» STATED EXERCISE
Render every line of the rows below as a numbered list, skipping any blank lines and leaving the pictures out.

» Image location labeling entries

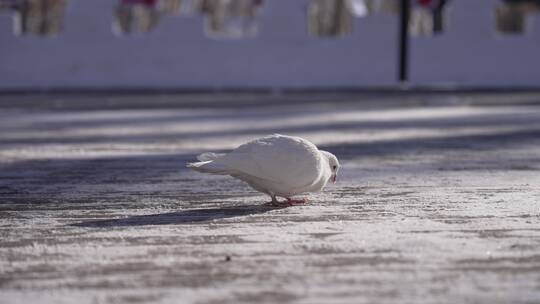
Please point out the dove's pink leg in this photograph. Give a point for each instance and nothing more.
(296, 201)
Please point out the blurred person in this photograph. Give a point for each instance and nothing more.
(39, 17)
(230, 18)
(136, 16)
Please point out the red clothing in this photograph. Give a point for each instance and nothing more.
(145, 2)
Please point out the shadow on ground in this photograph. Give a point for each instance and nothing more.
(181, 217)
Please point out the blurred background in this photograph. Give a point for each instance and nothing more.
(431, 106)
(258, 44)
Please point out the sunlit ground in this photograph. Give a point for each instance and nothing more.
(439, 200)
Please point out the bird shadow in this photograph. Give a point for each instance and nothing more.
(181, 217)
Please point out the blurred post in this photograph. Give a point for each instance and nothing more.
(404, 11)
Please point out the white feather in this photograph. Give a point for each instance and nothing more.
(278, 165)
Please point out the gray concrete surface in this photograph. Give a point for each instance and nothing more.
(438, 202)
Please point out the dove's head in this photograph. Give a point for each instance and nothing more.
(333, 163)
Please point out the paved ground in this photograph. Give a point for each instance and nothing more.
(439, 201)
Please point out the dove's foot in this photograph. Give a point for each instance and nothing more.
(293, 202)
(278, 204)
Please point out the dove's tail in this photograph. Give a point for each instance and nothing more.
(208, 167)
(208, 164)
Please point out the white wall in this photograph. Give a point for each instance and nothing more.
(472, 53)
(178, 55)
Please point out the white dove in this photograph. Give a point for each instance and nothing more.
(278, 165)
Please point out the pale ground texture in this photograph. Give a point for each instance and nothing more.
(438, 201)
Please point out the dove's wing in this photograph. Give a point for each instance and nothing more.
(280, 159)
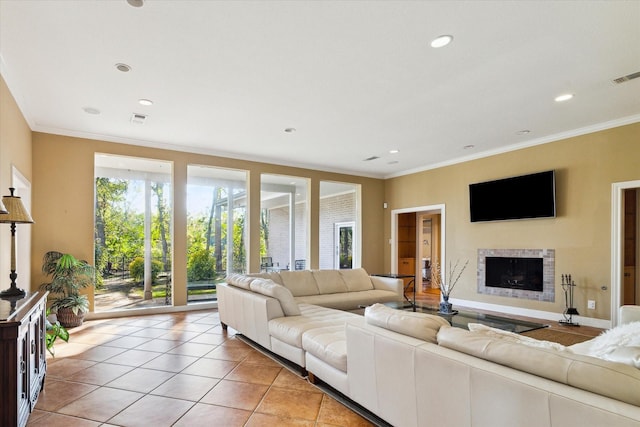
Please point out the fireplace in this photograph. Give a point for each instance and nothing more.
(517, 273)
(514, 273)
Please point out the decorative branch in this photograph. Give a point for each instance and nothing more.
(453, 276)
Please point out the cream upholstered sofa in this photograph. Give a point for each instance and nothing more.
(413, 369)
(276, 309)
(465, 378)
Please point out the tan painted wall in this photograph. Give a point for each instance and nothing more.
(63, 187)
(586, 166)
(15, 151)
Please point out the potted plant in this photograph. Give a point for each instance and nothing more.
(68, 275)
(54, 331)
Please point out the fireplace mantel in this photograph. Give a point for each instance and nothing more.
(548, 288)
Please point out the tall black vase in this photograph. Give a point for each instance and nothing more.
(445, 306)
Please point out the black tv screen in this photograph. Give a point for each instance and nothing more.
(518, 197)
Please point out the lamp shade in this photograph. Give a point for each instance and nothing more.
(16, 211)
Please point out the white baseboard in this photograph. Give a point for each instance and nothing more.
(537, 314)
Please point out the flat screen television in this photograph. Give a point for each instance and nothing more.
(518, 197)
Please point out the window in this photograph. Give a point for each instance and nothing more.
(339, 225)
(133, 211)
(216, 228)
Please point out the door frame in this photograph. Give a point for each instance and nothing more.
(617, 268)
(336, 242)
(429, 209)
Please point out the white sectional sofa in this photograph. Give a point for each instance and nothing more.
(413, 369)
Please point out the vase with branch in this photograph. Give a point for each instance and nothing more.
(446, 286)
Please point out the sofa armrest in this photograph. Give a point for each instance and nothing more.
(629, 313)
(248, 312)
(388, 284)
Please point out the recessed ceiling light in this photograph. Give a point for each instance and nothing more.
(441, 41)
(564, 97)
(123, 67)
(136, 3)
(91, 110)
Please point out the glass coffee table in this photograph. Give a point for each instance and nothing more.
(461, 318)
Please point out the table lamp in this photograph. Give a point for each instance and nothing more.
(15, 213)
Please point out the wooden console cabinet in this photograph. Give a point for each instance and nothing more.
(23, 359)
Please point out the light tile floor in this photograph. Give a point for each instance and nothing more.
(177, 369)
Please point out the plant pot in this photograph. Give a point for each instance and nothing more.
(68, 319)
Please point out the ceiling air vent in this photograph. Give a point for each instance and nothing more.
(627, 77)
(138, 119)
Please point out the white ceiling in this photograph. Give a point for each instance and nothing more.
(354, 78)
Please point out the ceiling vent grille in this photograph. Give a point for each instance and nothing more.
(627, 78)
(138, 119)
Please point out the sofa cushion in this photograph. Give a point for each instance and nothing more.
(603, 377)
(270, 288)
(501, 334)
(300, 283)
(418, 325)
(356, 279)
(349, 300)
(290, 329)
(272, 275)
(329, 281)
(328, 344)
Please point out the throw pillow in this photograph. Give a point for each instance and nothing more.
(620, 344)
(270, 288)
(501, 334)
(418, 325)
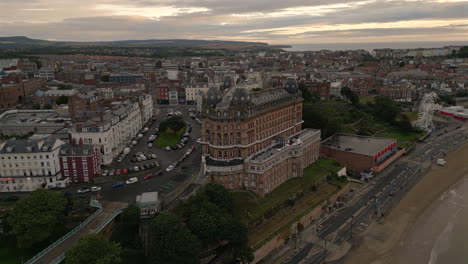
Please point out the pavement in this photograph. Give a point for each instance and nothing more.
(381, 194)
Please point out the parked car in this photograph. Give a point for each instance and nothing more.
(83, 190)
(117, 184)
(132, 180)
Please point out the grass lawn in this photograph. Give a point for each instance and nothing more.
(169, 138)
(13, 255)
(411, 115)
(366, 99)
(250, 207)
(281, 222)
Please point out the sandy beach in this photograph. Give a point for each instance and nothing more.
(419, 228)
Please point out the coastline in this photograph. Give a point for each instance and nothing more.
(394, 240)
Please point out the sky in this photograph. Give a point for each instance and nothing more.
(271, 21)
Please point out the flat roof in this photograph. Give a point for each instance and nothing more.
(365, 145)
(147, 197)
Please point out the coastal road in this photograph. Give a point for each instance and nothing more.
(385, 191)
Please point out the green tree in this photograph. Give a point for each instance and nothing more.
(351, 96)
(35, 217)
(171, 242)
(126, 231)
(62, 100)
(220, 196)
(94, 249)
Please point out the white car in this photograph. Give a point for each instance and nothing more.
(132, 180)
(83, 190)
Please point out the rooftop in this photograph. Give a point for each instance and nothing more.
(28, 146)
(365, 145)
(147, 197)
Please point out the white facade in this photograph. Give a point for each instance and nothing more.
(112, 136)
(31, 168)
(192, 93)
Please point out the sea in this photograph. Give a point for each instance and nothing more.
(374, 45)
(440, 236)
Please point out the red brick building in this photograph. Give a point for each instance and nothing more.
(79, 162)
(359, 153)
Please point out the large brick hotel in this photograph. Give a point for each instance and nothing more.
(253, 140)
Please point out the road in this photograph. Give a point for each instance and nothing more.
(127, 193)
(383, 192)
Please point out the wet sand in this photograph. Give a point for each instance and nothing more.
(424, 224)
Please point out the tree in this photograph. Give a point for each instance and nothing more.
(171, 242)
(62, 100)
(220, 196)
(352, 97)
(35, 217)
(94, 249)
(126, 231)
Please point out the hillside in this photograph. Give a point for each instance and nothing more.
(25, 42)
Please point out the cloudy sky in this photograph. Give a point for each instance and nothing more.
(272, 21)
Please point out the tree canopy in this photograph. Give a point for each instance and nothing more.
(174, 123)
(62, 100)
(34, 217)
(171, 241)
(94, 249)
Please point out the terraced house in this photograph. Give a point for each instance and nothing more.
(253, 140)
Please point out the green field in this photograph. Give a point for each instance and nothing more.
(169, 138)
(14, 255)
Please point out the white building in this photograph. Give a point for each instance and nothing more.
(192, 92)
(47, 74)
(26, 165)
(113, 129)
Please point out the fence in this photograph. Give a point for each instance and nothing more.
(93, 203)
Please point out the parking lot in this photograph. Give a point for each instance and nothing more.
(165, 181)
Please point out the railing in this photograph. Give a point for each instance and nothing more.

» ANSWER BELOW
1. Please point out the dove's pink leg in this photograph. Give a point for each instance and nothing more.
2. (296, 201)
3. Please point out the blurred person in this photograph. Give a point for each instance and nothing more.
4. (39, 17)
5. (230, 18)
6. (136, 16)
7. Please point out the red clothing in this photograph. Give a point for each instance and nothing more.
8. (145, 2)
9. Please point out the shadow on ground in this photograph. Give a point for each instance and nothing more.
10. (181, 217)
11. Please point out the blurred background in this photograph. Give a point for each instance and nothing more.
12. (431, 106)
13. (258, 44)
14. Please point out the sunlit ground in this photograph. Give a point for each instance and nothing more.
15. (439, 200)
16. Please point out the bird shadow in this photograph. Give a point for each instance and nothing more.
17. (181, 217)
18. Please point out the blurred post in this photograph. Give a point for each instance and nothing more.
19. (404, 11)
20. Please point out the white feather in this photograph. Give a point for each instance and nothing more.
21. (278, 165)
22. Please point out the gray concrete surface in this photograph. Give a point for each instance and nothing more.
23. (438, 202)
24. Please point out the dove's head in this photograph. Give a point for each instance and nothing more.
25. (333, 163)
26. Please point out the paved ground in this photograph. Give a point for each instance and nothing more.
27. (439, 201)
28. Please point out the dove's foot in this photograph. Give a point for each instance and nothing more.
29. (293, 202)
30. (278, 204)
31. Please point out the dove's tail in this photograph. Give a point for each instance and nothing more.
32. (208, 167)
33. (208, 164)
34. Please point out the white wall in this photograph. Give a point for each instance and nothing more.
35. (472, 53)
36. (178, 55)
37. Please point out the white dove in this photograph. Give a point for each instance and nothing more.
38. (278, 165)
39. Please point out the pale ground texture in this photograph. Give a point for each instance and nothing more.
40. (438, 201)
41. Please point out the dove's wing in this photograph. Give a point for each instance and nothing more.
42. (280, 159)
43. Please point out the fireplace in this photograph. Give a point for each instance and nothing more.
44. (517, 273)
45. (514, 273)
46. Please point out the decorative branch in this photograph. Give a point for each instance and nothing more.
47. (453, 276)
48. Please point out the cream upholstered sofa in this photograph. Give a point for each instance and nothing more.
49. (413, 369)
50. (276, 309)
51. (465, 378)
52. Please point out the tan painted wall in this photograph. Give a point for each instance and nothing more.
53. (63, 187)
54. (586, 166)
55. (15, 151)
56. Please point out the potted plant in this photograph. Give a point for each instance and nothing more.
57. (68, 275)
58. (54, 331)
59. Please point out the fireplace mantel in this photograph. Give a point for each instance and nothing more.
60. (548, 288)
61. Please point out the tall black vase in this photograph. Give a point for each instance and nothing more.
62. (445, 306)
63. Please point out the black tv screen in this photograph. Give a point for each instance and nothing more.
64. (518, 197)
65. Please point out the lamp shade in this photograph. Give a point for each instance and nothing more.
66. (16, 211)
67. Please point out the white baseboard in this photograph. Give a point for each instance and nothing more.
68. (537, 314)
69. Please point out the flat screen television in this photograph. Give a point for each instance and nothing more.
70. (518, 197)
71. Please point out the window in this photograph. Give a point for each instance and nothing more.
72. (339, 225)
73. (133, 211)
74. (216, 228)
75. Please point out the door frame in this photograph. Give a point for each instance and nothing more.
76. (617, 268)
77. (336, 242)
78. (429, 209)
79. Please point out the white sectional sofa in this photograph. Give a point for each instance and nothing more.
80. (413, 369)
81. Please point out the vase with branch in this photograph. Give a point for each instance and nothing more.
82. (446, 286)
83. Please point out the sofa armrest in this photograph. Give a point for each instance and nothing more.
84. (629, 313)
85. (248, 312)
86. (388, 284)
87. Please point out the recessed ceiling light in this photograph. Give a point for each instance and nothing more.
88. (441, 41)
89. (564, 97)
90. (123, 67)
91. (136, 3)
92. (91, 110)
93. Please point out the glass coffee table in this photograph. Give a point for each instance and nothing more.
94. (461, 318)
95. Please point out the table lamp in this photograph. Give a point for each instance and nothing more.
96. (15, 213)
97. Please point out the wooden console cabinet in this photograph. Give a point for each instance and nothing more.
98. (23, 359)
99. Please point out the light tile floor in this photograph. Give a point for each instance and nothing more.
100. (177, 369)
101. Please point out the plant pot in this photograph. Give a point for each instance and nothing more.
102. (68, 319)
103. Please point out the ceiling air vent in this photograph. Give a point for each instance and nothing more.
104. (627, 77)
105. (138, 119)
106. Please point out the white ceiling in this photograph. Give a point for each instance and nothing more.
107. (354, 78)
108. Please point out the ceiling vent grille in this photograph. Give a point for each instance and nothing more.
109. (627, 78)
110. (138, 119)
111. Please point out the sofa cushion in this photograph. Give a point for each instance and nothing more.
112. (603, 377)
113. (270, 288)
114. (501, 334)
115. (300, 283)
116. (418, 325)
117. (356, 279)
118. (349, 300)
119. (290, 329)
120. (272, 275)
121. (329, 281)
122. (328, 344)
123. Please point out the throw pillow in this photograph. Give a point for each instance and nothing more.
124. (620, 344)
125. (270, 288)
126. (501, 334)
127. (418, 325)
128. Please point out the pavement in this photograph. Give a point for each instance and nothing more.
129. (381, 194)
130. Please point out the parked car in this photograph. Give a point for each instance and nothing more.
131. (83, 190)
132. (117, 184)
133. (132, 180)
134. Please point out the grass lawn in this photograph. Give a point for each instance and nothing more.
135. (169, 138)
136. (13, 255)
137. (411, 115)
138. (366, 99)
139. (250, 207)
140. (281, 222)
141. Please point out the sandy beach in this photograph. Give a point for each instance and nothing more.
142. (419, 228)
143. Please point out the coastline in this photograph. Give a point for each instance and nothing more.
144. (394, 240)
145. Please point out the sky in this photograph. Give a point for each instance and nothing more.
146. (271, 21)
147. Please point out the flat roof in this photograph. Give a point for each instance and nothing more.
148. (365, 145)
149. (147, 197)
150. Please point out the coastal road in this photograph. Give a point for each instance and nothing more.
151. (385, 191)
152. Please point out the green tree in this photograph. Give a point for each instance and nothing more.
153. (351, 96)
154. (35, 217)
155. (171, 242)
156. (126, 231)
157. (62, 100)
158. (220, 196)
159. (94, 249)
160. Please point out the white car in this photograph. Give a point for each instance and nothing more.
161. (132, 180)
162. (83, 190)
163. Please point out the rooftop in this photograph. Give a point for each instance and nothing more.
164. (28, 146)
165. (365, 145)
166. (147, 197)
167. Please point out the white facade in this photograph. Give a point for each instance and nothing more.
168. (112, 136)
169. (31, 168)
170. (192, 93)
171. Please point out the sea in this photograph. Give a point for each instance and nothing more.
172. (374, 45)
173. (440, 236)
174. Please point out the red brick building in this photograph. Give a point for each instance and nothing more.
175. (79, 162)
176. (359, 153)
177. Please point out the large brick hotel in this photograph. Give a point for each instance and nothing more.
178. (253, 140)
179. Please point out the road in this photograph. Give a point for each instance and nothing more.
180. (127, 193)
181. (383, 192)
182. Please point out the wet sand in this photograph. Give a point for each instance and nothing more.
183. (424, 224)
184. Please point out the tree in this photograph. Give a point for each instance and nothing more.
185. (171, 242)
186. (62, 100)
187. (220, 196)
188. (352, 97)
189. (35, 217)
190. (94, 249)
191. (126, 231)
192. Please point out the hillside in this photograph. Give a point for each instance and nothing more.
193. (25, 42)
194. Please point out the cloudy sky in this photograph. Give a point for each instance and nothing more.
195. (272, 21)
196. Please point out the tree canopy in this photograph. Give a point for each instance and nothing more.
197. (174, 123)
198. (62, 100)
199. (34, 217)
200. (171, 241)
201. (94, 249)
202. Please point out the terraced house in this photograph. Give a point for each instance and nothing more.
203. (253, 140)
204. Please point out the green field in this photograph. Give a point for each instance and nothing more.
205. (169, 138)
206. (14, 255)
207. Please point out the white building in this photograph. Give a point for each instance and nothing more.
208. (192, 92)
209. (47, 74)
210. (26, 165)
211. (113, 129)
212. Please point out the fence in this photograph. Give a point for each instance and nothing more.
213. (93, 203)
214. Please point out the parking lot in this photograph. Give a point for each instance and nothing more.
215. (165, 181)
216. Please point out the railing in this photograph. Give a point for each instance and nothing more.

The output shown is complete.